- _WHAT TO DO_: Repeat the listing below in full, keeping each word as given.

- _MATERIAL PROVIDED_:

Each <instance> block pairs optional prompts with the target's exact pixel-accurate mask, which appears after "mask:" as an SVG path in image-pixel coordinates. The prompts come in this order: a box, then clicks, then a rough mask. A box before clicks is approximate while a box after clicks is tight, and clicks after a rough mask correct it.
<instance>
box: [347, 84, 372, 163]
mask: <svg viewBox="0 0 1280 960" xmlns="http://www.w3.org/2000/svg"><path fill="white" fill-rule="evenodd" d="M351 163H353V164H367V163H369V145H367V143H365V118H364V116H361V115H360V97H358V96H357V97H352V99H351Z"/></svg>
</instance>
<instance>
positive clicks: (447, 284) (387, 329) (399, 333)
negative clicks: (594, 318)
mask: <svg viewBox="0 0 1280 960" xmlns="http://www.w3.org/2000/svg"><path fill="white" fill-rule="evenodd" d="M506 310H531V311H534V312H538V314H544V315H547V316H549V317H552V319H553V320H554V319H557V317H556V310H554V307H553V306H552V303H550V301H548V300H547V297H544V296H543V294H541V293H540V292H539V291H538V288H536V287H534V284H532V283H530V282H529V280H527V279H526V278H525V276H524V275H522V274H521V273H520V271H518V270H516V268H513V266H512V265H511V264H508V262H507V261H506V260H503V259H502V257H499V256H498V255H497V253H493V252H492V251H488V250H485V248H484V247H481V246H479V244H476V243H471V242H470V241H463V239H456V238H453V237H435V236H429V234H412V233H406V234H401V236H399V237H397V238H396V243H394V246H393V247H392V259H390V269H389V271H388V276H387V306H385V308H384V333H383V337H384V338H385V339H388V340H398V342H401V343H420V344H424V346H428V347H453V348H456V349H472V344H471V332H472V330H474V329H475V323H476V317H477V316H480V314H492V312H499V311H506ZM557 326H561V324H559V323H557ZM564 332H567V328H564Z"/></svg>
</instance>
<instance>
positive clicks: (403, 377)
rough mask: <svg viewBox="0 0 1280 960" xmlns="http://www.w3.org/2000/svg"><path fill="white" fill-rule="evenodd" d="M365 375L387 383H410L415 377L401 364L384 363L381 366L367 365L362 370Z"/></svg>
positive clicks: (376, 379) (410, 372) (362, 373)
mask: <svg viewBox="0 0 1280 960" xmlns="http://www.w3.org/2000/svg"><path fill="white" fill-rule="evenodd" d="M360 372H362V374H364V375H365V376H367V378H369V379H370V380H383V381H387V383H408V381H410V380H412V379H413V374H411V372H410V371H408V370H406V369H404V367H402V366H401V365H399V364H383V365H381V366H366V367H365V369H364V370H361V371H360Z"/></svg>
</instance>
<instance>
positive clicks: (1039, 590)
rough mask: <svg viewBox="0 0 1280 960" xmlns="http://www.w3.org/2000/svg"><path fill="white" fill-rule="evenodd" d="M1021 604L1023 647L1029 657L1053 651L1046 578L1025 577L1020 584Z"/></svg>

- _YOUR SOLUTION_:
Each <instance> block pairs optional prompts with the target's exact pixel-accurate mask, which appears after "mask:" as an SVG path in image-pixel coordinates. The prompts come in this order: a box, then clicks, then a rough mask. A box before clicks is approximate while a box after clicks is tight, and clicks after a rough mask correct it.
<instance>
box: [347, 84, 372, 163]
mask: <svg viewBox="0 0 1280 960" xmlns="http://www.w3.org/2000/svg"><path fill="white" fill-rule="evenodd" d="M351 163H353V164H367V163H369V145H367V143H365V118H364V116H361V115H360V97H358V96H357V97H352V99H351Z"/></svg>
</instance>
<instance>
positive clicks: (447, 284) (387, 329) (399, 333)
negative clicks: (594, 318)
mask: <svg viewBox="0 0 1280 960" xmlns="http://www.w3.org/2000/svg"><path fill="white" fill-rule="evenodd" d="M506 310H531V311H534V312H538V314H544V315H547V316H549V317H552V319H553V320H554V319H557V317H556V310H554V307H553V306H552V303H550V301H548V300H547V297H544V296H543V294H541V293H540V292H539V291H538V288H536V287H534V284H532V283H530V282H529V280H527V279H526V278H525V276H524V275H522V274H521V273H520V271H518V270H516V268H513V266H512V265H511V264H508V262H507V261H506V260H503V259H502V257H499V256H498V255H497V253H493V252H492V251H488V250H485V248H484V247H481V246H479V244H476V243H471V242H470V241H463V239H456V238H453V237H435V236H429V234H412V233H406V234H401V236H399V237H397V238H396V243H394V246H393V247H392V259H390V269H389V271H388V276H387V306H385V308H384V333H383V337H384V338H385V339H388V340H398V342H401V343H420V344H424V346H428V347H453V348H456V349H472V344H471V332H472V330H474V329H475V323H476V317H477V316H480V314H492V312H499V311H506ZM557 326H561V324H559V323H557ZM564 332H567V328H564Z"/></svg>
</instance>
<instance>
positive clicks: (403, 377)
rough mask: <svg viewBox="0 0 1280 960" xmlns="http://www.w3.org/2000/svg"><path fill="white" fill-rule="evenodd" d="M365 375L387 383H410L415 377L401 364L384 363L381 366L367 365L362 370Z"/></svg>
positive clicks: (376, 379) (410, 372) (362, 373)
mask: <svg viewBox="0 0 1280 960" xmlns="http://www.w3.org/2000/svg"><path fill="white" fill-rule="evenodd" d="M360 372H362V374H364V375H365V376H367V378H369V379H370V380H383V381H387V383H408V381H410V380H412V379H413V374H411V372H410V371H408V370H406V369H404V367H402V366H401V365H399V364H383V365H381V366H366V367H365V369H364V370H361V371H360Z"/></svg>
</instance>
<instance>
positive clicks: (1039, 590)
rough mask: <svg viewBox="0 0 1280 960" xmlns="http://www.w3.org/2000/svg"><path fill="white" fill-rule="evenodd" d="M1021 604L1023 647L1029 657L1053 651L1046 578L1025 577L1020 584Z"/></svg>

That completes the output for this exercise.